▶ _WHAT THIS TASK INVOLVES_
Reproduce the items from the line containing "Find the wooden" through the line containing "M 20 8 L 29", both ends included, with the requests kept as they are. Move every coordinate in the answer outlines by -110.

Begin RECORDS PROVIDED

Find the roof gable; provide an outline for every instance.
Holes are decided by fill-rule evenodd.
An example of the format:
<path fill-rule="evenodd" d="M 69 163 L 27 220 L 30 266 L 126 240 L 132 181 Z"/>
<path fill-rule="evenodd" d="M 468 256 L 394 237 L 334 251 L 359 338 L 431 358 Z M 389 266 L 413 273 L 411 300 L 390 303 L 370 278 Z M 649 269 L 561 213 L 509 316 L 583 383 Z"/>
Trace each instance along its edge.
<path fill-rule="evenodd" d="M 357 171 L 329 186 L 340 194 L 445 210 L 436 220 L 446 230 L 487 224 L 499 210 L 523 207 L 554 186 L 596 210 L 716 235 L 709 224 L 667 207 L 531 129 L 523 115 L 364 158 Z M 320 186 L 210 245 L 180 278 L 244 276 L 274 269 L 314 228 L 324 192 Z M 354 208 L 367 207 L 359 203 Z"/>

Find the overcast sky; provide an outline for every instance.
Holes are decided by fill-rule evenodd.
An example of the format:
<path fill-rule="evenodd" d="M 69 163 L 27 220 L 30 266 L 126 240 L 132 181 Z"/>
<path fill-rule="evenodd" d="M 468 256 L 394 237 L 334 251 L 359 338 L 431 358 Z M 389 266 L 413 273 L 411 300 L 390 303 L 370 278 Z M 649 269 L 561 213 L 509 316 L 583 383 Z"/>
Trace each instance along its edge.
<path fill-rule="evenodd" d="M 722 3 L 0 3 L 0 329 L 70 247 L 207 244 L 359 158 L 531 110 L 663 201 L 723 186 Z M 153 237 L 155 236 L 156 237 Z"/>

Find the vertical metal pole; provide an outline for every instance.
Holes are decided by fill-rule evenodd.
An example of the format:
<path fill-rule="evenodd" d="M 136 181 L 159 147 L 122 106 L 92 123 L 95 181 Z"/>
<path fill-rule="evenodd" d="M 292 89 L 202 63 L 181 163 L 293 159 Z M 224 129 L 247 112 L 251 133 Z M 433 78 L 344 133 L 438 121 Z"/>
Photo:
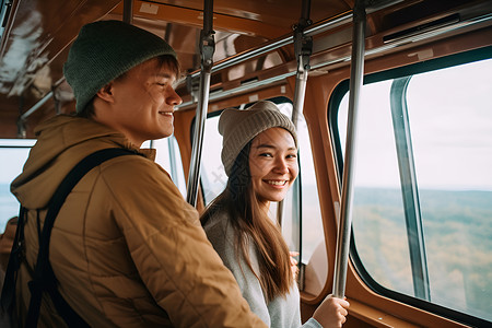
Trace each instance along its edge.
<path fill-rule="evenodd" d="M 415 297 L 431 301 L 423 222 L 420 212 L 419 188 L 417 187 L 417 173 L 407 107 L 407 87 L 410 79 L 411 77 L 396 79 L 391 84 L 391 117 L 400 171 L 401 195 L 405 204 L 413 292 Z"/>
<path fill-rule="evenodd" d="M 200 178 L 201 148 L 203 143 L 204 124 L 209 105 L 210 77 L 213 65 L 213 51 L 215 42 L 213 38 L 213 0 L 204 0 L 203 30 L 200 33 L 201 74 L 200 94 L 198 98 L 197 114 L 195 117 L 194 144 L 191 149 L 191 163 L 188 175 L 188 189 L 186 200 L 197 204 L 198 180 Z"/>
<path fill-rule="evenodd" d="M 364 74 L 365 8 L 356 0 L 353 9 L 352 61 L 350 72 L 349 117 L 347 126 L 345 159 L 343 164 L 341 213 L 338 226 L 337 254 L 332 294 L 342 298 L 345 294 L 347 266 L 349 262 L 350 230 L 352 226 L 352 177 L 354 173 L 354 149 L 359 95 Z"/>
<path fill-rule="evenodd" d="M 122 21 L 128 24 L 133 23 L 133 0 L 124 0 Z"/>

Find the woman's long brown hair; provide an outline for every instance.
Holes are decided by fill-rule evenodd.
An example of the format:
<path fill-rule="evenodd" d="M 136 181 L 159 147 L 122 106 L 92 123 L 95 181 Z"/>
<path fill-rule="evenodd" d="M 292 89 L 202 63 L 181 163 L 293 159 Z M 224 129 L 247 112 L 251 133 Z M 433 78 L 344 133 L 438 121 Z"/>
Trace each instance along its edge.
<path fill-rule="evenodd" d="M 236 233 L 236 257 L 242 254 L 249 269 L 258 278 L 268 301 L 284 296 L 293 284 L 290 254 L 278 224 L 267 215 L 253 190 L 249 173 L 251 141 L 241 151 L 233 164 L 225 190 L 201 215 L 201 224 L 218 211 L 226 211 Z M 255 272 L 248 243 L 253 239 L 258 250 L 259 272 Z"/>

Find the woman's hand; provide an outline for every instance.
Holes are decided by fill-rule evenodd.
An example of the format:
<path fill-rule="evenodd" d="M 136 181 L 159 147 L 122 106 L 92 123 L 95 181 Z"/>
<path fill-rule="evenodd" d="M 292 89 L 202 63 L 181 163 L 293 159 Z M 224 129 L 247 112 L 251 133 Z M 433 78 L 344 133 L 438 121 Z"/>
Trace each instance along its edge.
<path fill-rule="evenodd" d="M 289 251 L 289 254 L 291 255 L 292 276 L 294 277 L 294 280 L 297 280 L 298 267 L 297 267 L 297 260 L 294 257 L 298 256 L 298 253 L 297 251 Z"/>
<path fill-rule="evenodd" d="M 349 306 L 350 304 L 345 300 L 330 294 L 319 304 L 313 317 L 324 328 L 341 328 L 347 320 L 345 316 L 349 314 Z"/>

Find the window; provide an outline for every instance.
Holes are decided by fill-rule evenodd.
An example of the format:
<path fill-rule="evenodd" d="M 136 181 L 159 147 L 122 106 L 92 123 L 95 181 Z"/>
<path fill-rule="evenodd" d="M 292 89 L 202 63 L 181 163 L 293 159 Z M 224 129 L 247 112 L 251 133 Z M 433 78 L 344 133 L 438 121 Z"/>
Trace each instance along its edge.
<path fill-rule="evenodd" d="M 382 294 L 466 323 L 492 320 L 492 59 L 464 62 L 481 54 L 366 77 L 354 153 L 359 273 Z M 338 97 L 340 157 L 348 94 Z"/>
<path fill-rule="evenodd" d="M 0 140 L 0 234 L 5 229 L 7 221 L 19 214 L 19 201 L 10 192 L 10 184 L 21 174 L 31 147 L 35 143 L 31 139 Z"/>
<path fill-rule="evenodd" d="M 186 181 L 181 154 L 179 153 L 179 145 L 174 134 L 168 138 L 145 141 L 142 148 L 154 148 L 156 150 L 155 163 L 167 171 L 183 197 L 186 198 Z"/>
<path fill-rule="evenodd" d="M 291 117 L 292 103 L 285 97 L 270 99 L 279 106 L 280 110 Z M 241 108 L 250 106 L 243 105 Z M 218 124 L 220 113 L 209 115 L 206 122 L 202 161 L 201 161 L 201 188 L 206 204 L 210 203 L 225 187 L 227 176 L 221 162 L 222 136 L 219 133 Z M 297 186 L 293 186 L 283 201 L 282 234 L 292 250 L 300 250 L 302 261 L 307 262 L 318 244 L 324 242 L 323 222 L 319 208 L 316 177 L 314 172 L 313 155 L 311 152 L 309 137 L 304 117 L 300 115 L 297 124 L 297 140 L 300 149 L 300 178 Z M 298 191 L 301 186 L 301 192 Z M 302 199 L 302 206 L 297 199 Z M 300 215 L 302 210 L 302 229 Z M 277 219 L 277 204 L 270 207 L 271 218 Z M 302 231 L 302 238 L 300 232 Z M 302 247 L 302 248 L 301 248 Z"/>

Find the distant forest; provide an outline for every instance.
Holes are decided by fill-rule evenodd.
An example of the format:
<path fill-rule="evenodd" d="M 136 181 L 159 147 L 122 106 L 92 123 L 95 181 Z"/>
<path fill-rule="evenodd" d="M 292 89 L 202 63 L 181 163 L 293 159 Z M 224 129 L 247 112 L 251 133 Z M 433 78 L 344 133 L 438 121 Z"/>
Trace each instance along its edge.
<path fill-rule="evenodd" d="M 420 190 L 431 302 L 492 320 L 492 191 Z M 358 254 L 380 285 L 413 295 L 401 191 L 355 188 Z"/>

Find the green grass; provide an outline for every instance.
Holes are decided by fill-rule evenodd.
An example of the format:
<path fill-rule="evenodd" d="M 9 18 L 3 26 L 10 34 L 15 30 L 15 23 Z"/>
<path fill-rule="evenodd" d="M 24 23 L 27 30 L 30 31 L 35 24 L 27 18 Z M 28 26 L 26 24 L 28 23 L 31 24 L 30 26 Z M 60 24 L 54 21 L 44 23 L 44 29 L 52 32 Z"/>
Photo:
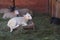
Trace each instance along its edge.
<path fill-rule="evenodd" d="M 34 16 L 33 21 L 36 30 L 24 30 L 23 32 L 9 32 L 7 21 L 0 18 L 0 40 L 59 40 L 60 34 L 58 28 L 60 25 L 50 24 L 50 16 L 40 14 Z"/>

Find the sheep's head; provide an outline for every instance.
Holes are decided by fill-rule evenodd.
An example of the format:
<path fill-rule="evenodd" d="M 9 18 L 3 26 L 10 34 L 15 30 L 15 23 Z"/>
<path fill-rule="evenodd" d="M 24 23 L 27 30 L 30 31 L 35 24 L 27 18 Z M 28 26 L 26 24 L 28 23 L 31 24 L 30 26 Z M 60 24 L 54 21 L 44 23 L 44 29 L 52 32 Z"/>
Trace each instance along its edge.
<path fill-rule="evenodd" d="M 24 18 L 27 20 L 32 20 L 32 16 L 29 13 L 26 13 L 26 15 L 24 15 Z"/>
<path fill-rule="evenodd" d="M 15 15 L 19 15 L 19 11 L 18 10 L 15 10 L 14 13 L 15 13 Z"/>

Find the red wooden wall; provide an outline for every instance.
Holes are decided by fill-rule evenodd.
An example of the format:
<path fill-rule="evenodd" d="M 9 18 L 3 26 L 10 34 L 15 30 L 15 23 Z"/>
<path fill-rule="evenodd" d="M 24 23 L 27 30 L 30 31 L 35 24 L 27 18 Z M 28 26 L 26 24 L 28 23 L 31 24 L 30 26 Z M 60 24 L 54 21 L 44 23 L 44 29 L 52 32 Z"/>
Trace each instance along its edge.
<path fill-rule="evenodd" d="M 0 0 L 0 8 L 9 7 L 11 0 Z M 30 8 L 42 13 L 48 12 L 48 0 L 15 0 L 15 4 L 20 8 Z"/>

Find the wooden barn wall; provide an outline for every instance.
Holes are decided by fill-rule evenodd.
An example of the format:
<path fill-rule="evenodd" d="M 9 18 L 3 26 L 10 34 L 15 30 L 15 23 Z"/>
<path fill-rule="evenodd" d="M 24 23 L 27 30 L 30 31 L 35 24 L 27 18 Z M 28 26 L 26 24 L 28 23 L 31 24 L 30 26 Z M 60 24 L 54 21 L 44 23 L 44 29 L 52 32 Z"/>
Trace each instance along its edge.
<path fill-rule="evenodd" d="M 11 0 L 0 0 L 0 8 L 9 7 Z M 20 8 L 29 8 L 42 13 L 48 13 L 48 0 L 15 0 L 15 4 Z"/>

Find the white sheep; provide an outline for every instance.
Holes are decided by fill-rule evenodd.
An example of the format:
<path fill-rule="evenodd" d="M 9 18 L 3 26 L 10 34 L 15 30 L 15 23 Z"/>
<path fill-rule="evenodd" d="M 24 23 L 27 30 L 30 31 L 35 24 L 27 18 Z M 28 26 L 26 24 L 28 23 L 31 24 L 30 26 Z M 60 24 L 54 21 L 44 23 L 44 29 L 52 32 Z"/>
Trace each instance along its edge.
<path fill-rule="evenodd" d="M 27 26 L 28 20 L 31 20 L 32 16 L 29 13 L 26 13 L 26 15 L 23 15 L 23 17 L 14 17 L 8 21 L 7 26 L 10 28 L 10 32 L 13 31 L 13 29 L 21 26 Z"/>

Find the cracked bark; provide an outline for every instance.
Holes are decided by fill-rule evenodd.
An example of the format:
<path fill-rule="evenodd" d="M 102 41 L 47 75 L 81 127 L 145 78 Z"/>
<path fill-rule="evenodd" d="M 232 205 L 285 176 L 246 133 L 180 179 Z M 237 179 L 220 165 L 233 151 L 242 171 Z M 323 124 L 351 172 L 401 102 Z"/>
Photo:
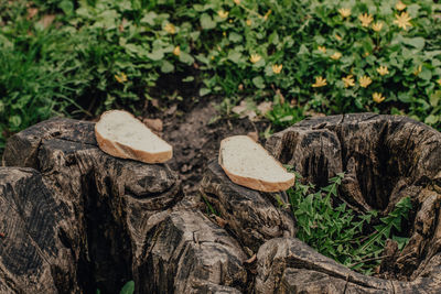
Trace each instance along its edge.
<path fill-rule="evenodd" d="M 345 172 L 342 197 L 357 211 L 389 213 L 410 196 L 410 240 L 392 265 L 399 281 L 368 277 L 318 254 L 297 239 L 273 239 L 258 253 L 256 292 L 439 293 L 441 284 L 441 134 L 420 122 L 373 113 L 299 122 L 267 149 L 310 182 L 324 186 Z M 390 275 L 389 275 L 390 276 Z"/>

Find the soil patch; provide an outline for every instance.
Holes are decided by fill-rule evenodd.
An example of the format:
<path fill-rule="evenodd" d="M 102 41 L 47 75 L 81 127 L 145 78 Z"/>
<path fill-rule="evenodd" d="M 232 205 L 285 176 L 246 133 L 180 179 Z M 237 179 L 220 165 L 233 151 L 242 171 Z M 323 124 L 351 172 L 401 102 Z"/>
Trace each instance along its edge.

End RECORDS PROVIDED

▶ _THE ANSWER_
Find the wooden barn wall; provide an outline for every instance.
Holes are decided by fill-rule evenodd.
An example of the format:
<path fill-rule="evenodd" d="M 9 18 L 3 26 L 10 34 L 15 30 L 15 23 Z"/>
<path fill-rule="evenodd" d="M 24 23 L 27 30 L 30 31 L 35 24 L 27 18 Z M 28 26 L 26 24 L 28 23 L 31 24 L 30 26 Z M 60 24 L 54 21 L 44 23 L 44 29 L 52 32 Z"/>
Trace each instance along its edge.
<path fill-rule="evenodd" d="M -99 -110 L -110 -110 L -110 -102 L -101 -103 Z M -90 -102 L -81 -102 L -68 -97 L -62 -97 L -62 -110 L -95 -110 L -95 -106 Z"/>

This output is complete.